**What you are asked to do**: Set out the records below as a numbered list, skipping any blank lines. Leave the pictures out of your answer.

(Excerpt from a dataset)

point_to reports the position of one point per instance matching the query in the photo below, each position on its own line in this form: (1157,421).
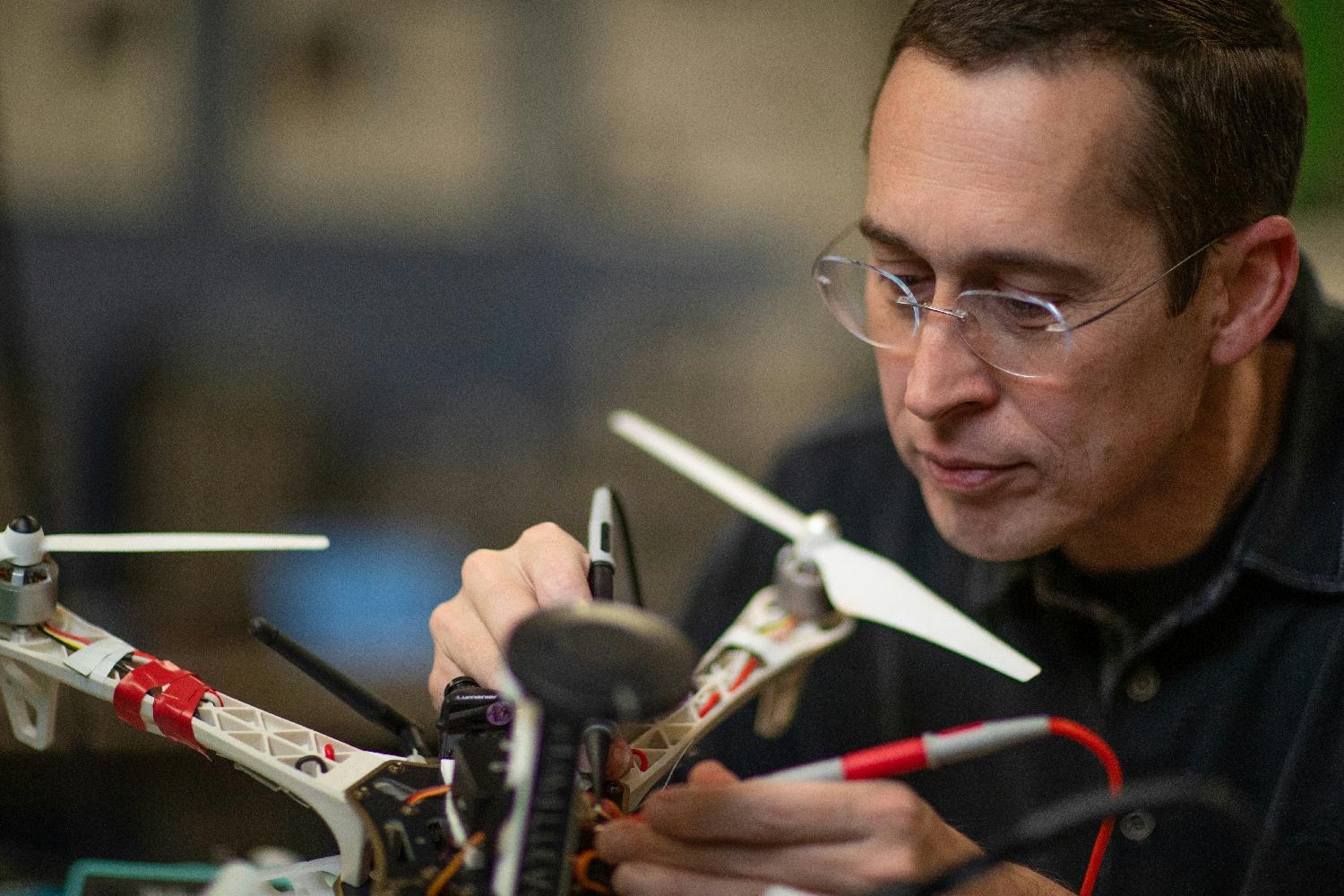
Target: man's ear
(1258,269)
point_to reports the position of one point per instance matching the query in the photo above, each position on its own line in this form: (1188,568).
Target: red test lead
(967,742)
(926,751)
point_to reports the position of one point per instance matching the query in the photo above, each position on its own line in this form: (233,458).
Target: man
(1118,452)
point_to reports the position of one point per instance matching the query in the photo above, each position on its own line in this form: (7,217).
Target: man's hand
(500,589)
(718,834)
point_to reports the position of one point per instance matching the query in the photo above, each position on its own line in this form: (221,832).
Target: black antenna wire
(344,688)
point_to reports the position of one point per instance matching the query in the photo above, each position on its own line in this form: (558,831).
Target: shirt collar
(1295,530)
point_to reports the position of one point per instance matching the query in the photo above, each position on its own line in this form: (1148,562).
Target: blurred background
(381,271)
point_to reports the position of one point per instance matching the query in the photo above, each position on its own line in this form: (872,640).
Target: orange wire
(446,874)
(427,793)
(747,668)
(581,866)
(1099,748)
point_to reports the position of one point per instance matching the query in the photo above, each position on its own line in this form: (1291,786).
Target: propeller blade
(862,583)
(158,541)
(711,474)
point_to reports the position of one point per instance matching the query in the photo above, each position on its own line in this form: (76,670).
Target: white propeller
(23,541)
(857,582)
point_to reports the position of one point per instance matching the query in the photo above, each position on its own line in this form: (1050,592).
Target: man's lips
(960,473)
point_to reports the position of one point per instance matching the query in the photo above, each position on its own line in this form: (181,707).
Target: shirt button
(1137,825)
(1142,685)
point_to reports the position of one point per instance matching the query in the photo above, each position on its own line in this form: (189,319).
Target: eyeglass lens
(1015,333)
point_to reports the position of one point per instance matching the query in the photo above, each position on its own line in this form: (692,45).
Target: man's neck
(1209,474)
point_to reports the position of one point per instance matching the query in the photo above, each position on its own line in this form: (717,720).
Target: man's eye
(918,282)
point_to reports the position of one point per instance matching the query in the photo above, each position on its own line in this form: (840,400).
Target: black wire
(1214,797)
(626,560)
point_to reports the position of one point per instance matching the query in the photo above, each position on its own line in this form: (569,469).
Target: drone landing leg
(31,702)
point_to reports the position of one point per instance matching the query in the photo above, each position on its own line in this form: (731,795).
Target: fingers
(543,568)
(711,774)
(644,858)
(765,812)
(553,564)
(642,879)
(817,836)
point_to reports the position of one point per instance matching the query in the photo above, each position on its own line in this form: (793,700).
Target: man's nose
(945,375)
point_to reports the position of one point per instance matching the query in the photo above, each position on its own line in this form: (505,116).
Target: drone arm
(763,643)
(312,767)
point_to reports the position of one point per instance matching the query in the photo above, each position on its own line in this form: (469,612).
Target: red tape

**Correct response**:
1. point_to reports the position of one point per instance matching the query in the photo below, each position on its own line in this form: (1157,421).
2. Target: man's ear
3. (1258,269)
4. point_to reports the position of one point per instance matching the query in the photo above, each position on its own line in this form: (1188,568).
5. Target: red test lead
6. (967,742)
7. (926,751)
8. point_to reports the position of one point per instance matching the query in the photo above, each position on its own line in this form: (233,458).
9. Target: man
10. (1118,452)
11. point_to reports the position of one point per instance matching the query in the photo above, each position on its own line in this form: (7,217).
12. Target: man's hand
13. (500,589)
14. (718,834)
15. point_to reports the position of one point per instance matching the query in the photo above, each position on its own line in this form: (221,832).
16. Target: black antenna wire
17. (344,688)
18. point_to reports the position of one point per instance matching the query in the photo above, each position on its own line in this form: (558,831).
19. Target: shirt collar
20. (1295,530)
21. point_to reports the position of one point per instance matching the query in the photo above, each position on its own line in this form: (1148,562).
22. Target: blurred background
23. (381,271)
24. point_to reports the position of one point per instance matching the query in the photo above, each position on its own line in this form: (872,640).
25. Target: orange wire
26. (446,874)
27. (427,793)
28. (747,668)
29. (581,866)
30. (1099,748)
31. point_to reports the position of one point per instance matching the query in the photo above, each position on its own line in this form: (1291,786).
32. Target: propeller blade
33. (862,583)
34. (158,541)
35. (711,474)
36. point_to reports the position of one point per instance matching the query in the photo above, each position on its own line in this form: (76,670).
37. Target: white propeller
38. (23,541)
39. (857,582)
40. point_to reports the position of one point per instance matching the query in the photo above, each position on its own line in this form: (1050,592).
41. Target: man's lips
42. (960,473)
43. point_to reports the position of one point per instance matching the query in the photo above, each position on its own line in this form: (181,707).
44. Target: shirt button
45. (1137,825)
46. (1142,685)
47. point_to reports the position of one point per instance matching the query in the photo above, each position on its own line in this form: (189,319).
48. Target: eyeglass lens
49. (1015,333)
50. point_to reports the position of one point per instance matching the query in the photo above, each position on its own line in this form: (692,45).
51. Target: man's neck
52. (1209,474)
53. point_to reports the position of one point per instance matching the query in the photo above, each position on its own line in this form: (717,720).
54. Target: man's eye
55. (918,282)
56. point_to reports the position of one point per instance matching the query in the photo above, each position on its own line in this form: (840,400).
57. Target: black wire
58. (1214,797)
59. (626,560)
60. point_to reports the position of one point per instance matching the query in the photo above, each position on its own line in this form: (569,469).
61. Target: drone landing leg
62. (31,702)
63. point_to reports the position of one point per instance matching the query in the photo above, each position on its own line in this form: (731,795).
64. Target: fingers
65. (543,568)
66. (711,774)
67. (644,858)
68. (765,812)
69. (553,564)
70. (642,879)
71. (817,836)
72. point_to reports the position of one point per instance matching the query in the photo above, each position on its own line in this form: (793,700).
73. Target: man's nose
74. (945,375)
75. point_to reports the position of one point per instance matching the query in the photo above, each position on its own line in this form: (505,116).
76. Target: drone arm
77. (763,643)
78. (312,767)
79. point_to reports the position of one point per instance matching the query in the photo above, each position on its own line in this form: (469,612).
80. Target: red tape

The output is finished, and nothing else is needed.